(EXERCISE BRIEF) Set each entry down verbatim, omitting images.

(RECORDED DATA)
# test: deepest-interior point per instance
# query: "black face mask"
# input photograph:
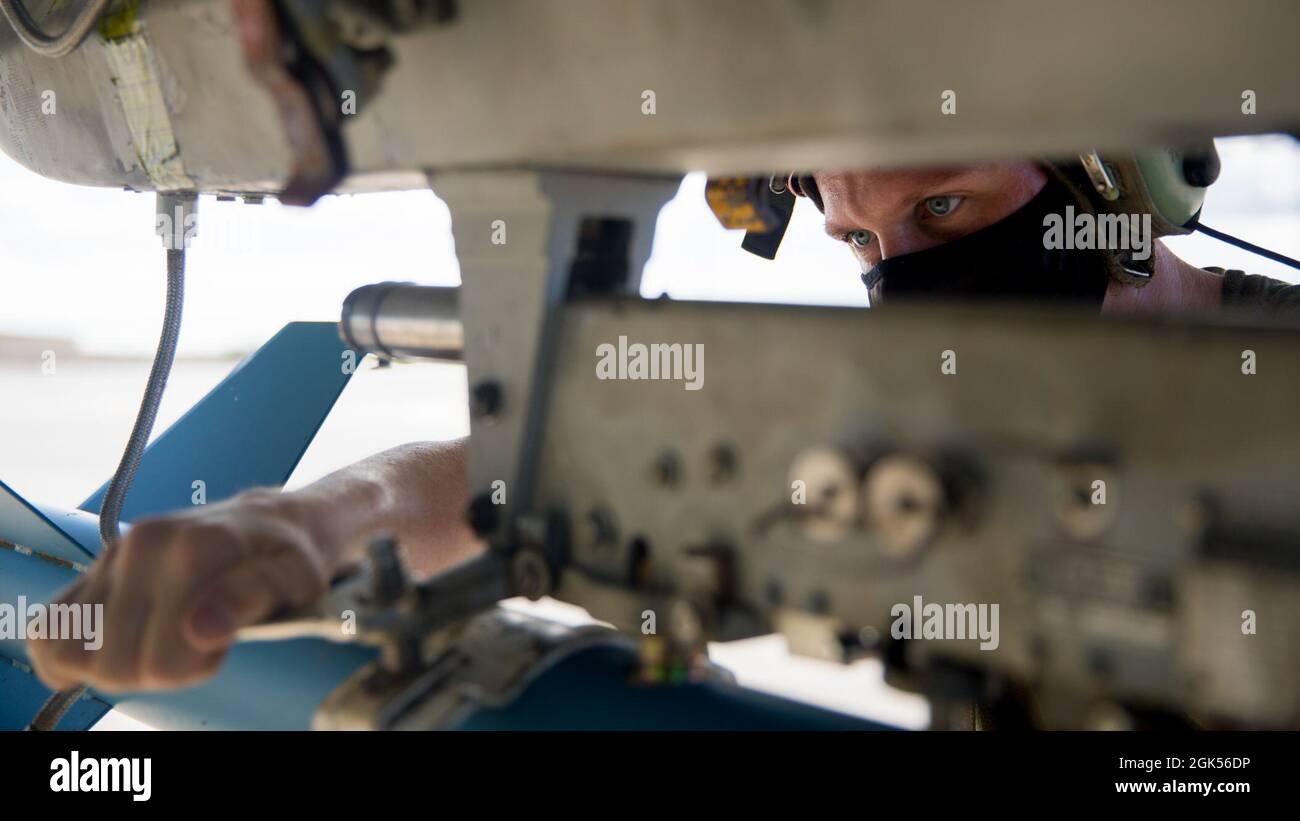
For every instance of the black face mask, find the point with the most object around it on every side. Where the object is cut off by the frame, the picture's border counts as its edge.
(1004, 261)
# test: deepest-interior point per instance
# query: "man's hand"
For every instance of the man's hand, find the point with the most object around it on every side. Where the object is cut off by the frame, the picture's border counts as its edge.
(176, 589)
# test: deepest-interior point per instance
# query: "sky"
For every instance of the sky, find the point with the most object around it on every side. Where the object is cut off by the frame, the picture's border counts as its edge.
(83, 263)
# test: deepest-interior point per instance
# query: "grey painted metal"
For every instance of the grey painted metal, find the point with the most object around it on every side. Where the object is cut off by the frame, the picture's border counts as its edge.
(516, 235)
(401, 320)
(740, 85)
(1203, 463)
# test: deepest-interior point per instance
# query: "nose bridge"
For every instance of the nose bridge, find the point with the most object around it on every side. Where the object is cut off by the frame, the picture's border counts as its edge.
(900, 237)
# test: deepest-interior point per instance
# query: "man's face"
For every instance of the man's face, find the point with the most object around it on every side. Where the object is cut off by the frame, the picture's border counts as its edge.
(882, 214)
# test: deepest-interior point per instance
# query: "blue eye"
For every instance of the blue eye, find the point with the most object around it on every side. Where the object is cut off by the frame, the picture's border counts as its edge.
(859, 238)
(943, 205)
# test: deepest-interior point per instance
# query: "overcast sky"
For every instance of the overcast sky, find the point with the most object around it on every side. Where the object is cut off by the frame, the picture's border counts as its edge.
(85, 264)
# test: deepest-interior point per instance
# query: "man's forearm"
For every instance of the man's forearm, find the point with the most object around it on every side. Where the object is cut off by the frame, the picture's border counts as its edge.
(416, 491)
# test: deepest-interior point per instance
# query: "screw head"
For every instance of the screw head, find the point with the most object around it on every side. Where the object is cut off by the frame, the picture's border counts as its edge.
(904, 500)
(531, 574)
(486, 399)
(482, 515)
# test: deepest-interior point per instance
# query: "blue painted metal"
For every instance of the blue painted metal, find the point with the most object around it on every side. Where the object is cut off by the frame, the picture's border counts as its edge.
(22, 522)
(593, 690)
(247, 431)
(24, 694)
(261, 686)
(250, 430)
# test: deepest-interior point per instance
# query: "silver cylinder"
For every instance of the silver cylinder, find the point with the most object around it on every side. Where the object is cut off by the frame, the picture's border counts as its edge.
(401, 320)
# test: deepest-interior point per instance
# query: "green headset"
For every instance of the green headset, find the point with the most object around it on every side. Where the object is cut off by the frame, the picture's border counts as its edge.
(1168, 183)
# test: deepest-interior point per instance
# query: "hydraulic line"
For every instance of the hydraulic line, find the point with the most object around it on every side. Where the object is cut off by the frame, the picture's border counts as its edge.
(111, 511)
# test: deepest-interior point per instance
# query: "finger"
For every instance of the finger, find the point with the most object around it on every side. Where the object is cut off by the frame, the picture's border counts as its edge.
(252, 591)
(65, 663)
(116, 665)
(168, 656)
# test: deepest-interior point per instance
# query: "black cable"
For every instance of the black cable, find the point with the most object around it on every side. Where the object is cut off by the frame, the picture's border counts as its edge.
(111, 511)
(1242, 243)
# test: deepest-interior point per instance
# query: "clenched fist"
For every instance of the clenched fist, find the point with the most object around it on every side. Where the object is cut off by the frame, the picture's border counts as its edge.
(176, 589)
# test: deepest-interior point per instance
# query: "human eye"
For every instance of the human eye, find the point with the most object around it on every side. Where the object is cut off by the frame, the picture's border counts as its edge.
(859, 238)
(941, 205)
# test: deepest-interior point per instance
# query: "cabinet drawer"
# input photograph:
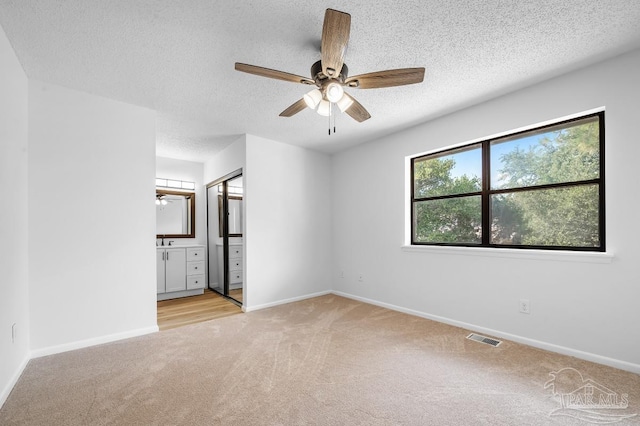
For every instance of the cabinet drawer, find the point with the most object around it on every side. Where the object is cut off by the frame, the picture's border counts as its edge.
(195, 253)
(235, 252)
(235, 264)
(235, 277)
(195, 268)
(195, 281)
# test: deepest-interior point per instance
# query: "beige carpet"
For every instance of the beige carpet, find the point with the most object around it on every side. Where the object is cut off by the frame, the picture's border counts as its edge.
(325, 361)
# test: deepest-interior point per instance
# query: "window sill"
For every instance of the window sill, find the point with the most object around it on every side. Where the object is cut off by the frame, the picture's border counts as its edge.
(552, 255)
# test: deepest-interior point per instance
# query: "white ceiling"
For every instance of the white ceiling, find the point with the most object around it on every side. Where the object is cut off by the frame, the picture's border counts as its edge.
(177, 57)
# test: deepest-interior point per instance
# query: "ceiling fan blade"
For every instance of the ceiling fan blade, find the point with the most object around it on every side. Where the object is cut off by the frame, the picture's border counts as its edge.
(294, 109)
(278, 75)
(335, 37)
(357, 111)
(388, 78)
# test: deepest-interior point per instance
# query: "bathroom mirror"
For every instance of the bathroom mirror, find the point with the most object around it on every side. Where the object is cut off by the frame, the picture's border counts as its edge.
(175, 214)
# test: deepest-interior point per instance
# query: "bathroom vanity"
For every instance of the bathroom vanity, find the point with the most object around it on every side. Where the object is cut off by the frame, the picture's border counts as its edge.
(180, 271)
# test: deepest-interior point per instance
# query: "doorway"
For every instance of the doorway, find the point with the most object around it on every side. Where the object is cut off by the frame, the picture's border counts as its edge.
(225, 216)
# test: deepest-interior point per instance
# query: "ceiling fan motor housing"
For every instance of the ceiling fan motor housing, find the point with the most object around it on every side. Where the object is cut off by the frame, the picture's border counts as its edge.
(320, 78)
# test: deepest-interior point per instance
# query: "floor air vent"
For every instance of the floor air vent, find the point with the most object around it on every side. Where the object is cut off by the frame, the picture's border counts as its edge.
(483, 339)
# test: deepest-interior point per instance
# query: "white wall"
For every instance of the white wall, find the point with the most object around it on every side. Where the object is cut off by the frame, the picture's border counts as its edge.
(585, 308)
(170, 168)
(91, 261)
(14, 294)
(288, 223)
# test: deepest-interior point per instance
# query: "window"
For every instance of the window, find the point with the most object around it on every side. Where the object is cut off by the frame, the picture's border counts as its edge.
(542, 189)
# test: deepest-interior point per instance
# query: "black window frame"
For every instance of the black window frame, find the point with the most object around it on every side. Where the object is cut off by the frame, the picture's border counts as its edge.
(486, 192)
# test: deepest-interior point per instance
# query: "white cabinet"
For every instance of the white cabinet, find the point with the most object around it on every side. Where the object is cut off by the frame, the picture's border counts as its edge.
(235, 265)
(171, 269)
(195, 268)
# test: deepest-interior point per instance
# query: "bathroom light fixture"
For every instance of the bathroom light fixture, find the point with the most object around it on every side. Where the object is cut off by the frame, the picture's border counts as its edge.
(174, 183)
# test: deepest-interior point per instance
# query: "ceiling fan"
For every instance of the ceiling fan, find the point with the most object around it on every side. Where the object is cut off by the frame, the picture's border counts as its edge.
(330, 74)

(RIGHT ANSWER)
# test: deepest-interior point per instance
# query: "black face mask"
# input photograph:
For every instance of the black face mask, find the point with the most object around it on every side. Where the object is cut off by the frame, the picture's border counts as its edge.
(1004, 261)
# test: deepest-interior point per instance
# query: "man's hand"
For every instance of the man's hand, find the point with the most object around it on every side. Where the object is cut off by the frame, the picture's border counts as its edge.
(176, 589)
# test: deepest-interior point per instance
# query: "sky"
For every instance of the sky, find the point with the most object around it on every side. Where the object is cut off by the frame, the picture's border counts as its edge.
(83, 263)
# test: deepest-interior point per instance
# query: "grey painted metal"
For every instance of the grey painted metal, find the point with the most object around it on every side. Where the object is cut off by the frame, the picture's border counts as its edge.
(516, 235)
(401, 320)
(740, 85)
(1203, 463)
# test: deepest-interior point per instance
# query: "nose bridge"
For every instance of the nose bridge, find the point with the most object around it on every side. Where the object is cut off by the frame, the picture's border counts as its edge.
(900, 237)
# test: deepest-interior point per instance
# query: "man's face"
For every instance of the man's face, find the point with the most object around it on every side. Where the object is cut off by the frame, the picture's border counts as its edge.
(882, 214)
# test: deepest-interior point per instance
# query: "blue eye"
For every instance of the blue eye, find the point with the most object around it on every side. Where the object is cut off by the frame, the picture's border counts as its edge.
(859, 238)
(943, 205)
# test: deepest-interior point per instance
# query: "overcast sky"
For every instance of the overcast sky, find the point with the most object around it on every side. Where the object is cut off by the frame, the picture's border counts as its edge.
(85, 264)
# test: deepest-interior point per instance
# query: "man's forearm"
For every instance of the man's forearm, find the point with the most object around it on every side. Where the object is cut off by the frame, the picture's border counts as its edge.
(416, 491)
# test: deepest-interior point per instance
# query: "screw head"
For every instance of the screw head, find the point with the most object around it on every side. Where the object is cut off by the frame, the picture's border counts as its edge.
(904, 500)
(531, 574)
(486, 399)
(482, 515)
# test: deepest-interior point per instance
# query: "blue painted metal"
For every instance of the blue painted metal, find the point with the most object around it on every side. Where the object is cut off by the frame, the picture's border counts as its edge.
(22, 522)
(593, 690)
(247, 431)
(24, 694)
(261, 686)
(250, 430)
# test: deepest-interior point per instance
# query: "silver cylinder"
For every instance of the silver cylinder, find the point with the most object around it on every side. Where the object is cut off by the frame, the picture's border counts as its edge.
(401, 320)
# test: deepest-interior point per instance
# query: "green headset"
For every instance of the green headset, find the point with the most object around it on every side. Where the object is cut off by the frame, the picture's border counts as its edge.
(1168, 183)
# test: deepest-interior point per instance
# query: "hydraulic line"
For every instance of the hydraulic line, find the point with the most object around it on every side. Where the object is cut off by the frame, the picture's border counts as its edge.
(111, 511)
# test: deepest-interior point per instance
# query: "finger"
For every instance of the finger, find the point with the most object around it on every side. Where the object is cut off by the frame, the picture's border counts as its edge.
(252, 591)
(65, 663)
(116, 665)
(168, 656)
# test: deepest-interior point per instance
# query: "black cable"
For every instance of the black cable, find the point with the most object around it on every side. Where the object is cut off by the frame, the picture's border counts as its edge.
(111, 511)
(1242, 243)
# test: deepest-interior point per instance
# query: "clenched fist"
For every instance of the clenched fist, find the point with the most object around it on every side. Where the object is cut off by the frame, the picture's border counts as its edge.
(176, 589)
# test: deepest-interior point per instance
# query: "human eye"
For every instance of the human eye, find the point with the most object around it on every side. Where the object is cut off by the frame, the picture's border counts as its edge.
(859, 238)
(941, 205)
# test: deepest-interior point per instance
# query: "cabinet drawer"
# input photograph:
For every instance of the cabinet drawer, find the point with the most object around it on every side. Where the object is cut off by the frame, the picture's border counts as its edge.
(195, 253)
(235, 252)
(235, 264)
(235, 277)
(195, 268)
(195, 281)
# test: deepest-interior point per instance
# query: "beige carpet"
For every instance of the beige carpet, find the point with the most object around it on every side. Where the object is cut off by the frame, the picture's border counts as its edge.
(325, 361)
# test: deepest-interior point per instance
# query: "window sill"
For every instance of the window sill, find the point with the most object around it on every side. Where the object is cut off by the frame, the picture's border counts as its edge.
(552, 255)
# test: deepest-interior point per instance
# query: "white ceiling"
For every instance of the white ceiling, find the point with the most object around it on every side. Where the object is cut off by the frame, the picture's border counts as its edge.
(177, 57)
# test: deepest-interior point per instance
# query: "ceiling fan blade"
For every instance of the ceiling fan blade, find the point with the most object around it on every side. Where the object is cut off by the frame, the picture's border counts as its edge.
(294, 109)
(278, 75)
(335, 37)
(357, 111)
(388, 78)
# test: deepest-interior point per instance
# query: "bathroom mirror"
For every instance of the bathroom mirror, find the point with the most object around it on every side. Where the object is cut off by the frame, the picture's border counts as its edge.
(175, 214)
# test: deepest-interior point per instance
# query: "bathroom vanity"
For every instance of the bathroom vanity, find the point with the most object around it on every side. Where the object is cut off by the frame, the picture's border counts as its edge.
(180, 271)
# test: deepest-interior point per instance
# query: "doorway"
For every instance of the doorway, find the point with the most object around it on every side. Where the object is cut off by the frame, the picture's border counts as its edge.
(225, 216)
# test: deepest-interior point per instance
# query: "ceiling fan motor housing"
For every instance of the ceiling fan motor housing, find the point with the most object around it on every side. Where the object is cut off by the frame, the picture's border counts as its edge.
(320, 78)
# test: deepest-interior point per instance
# query: "floor air vent"
For every instance of the floor air vent, find the point with the most object around it on every side. Where the object is cut off by the frame, the picture's border counts as its edge.
(483, 339)
# test: deepest-interior point per instance
# query: "white wall"
For every instance of the white wall, find the point with the most object around it on every side. Where the object is cut off by the frame, the picture's border counts as its edge.
(585, 308)
(170, 168)
(91, 261)
(14, 294)
(288, 223)
# test: deepest-interior point per instance
# query: "window"
For every instance of the window, find the point with the most object around it on every side. Where the object is cut off by the frame, the picture's border counts as its edge.
(542, 189)
# test: deepest-interior point per instance
# query: "black window frame"
For every instance of the black window frame, find the point with the most object around it on every side. Where the object is cut off by the frame, the picture's border counts as its edge.
(486, 192)
# test: deepest-interior point per instance
# query: "white cabinet"
For every instance of the white cabinet, find the point with the most object around it on every side. Where the object is cut off by the frame, the picture's border counts as its edge.
(235, 265)
(171, 269)
(195, 268)
# test: deepest-interior point per instance
# query: "bathroom light fixture"
For every instance of the bathroom light fixture, find the point with the most object around it on every side. Where the object is cut off by the frame, the picture's border counts as its edge.
(174, 183)
# test: deepest-interior point per instance
# query: "ceiling fan"
For every instance of the ceiling fan, find the point with the most object around it on every side. Where the object is cut off by the frame, the picture's border counts as its edge.
(330, 74)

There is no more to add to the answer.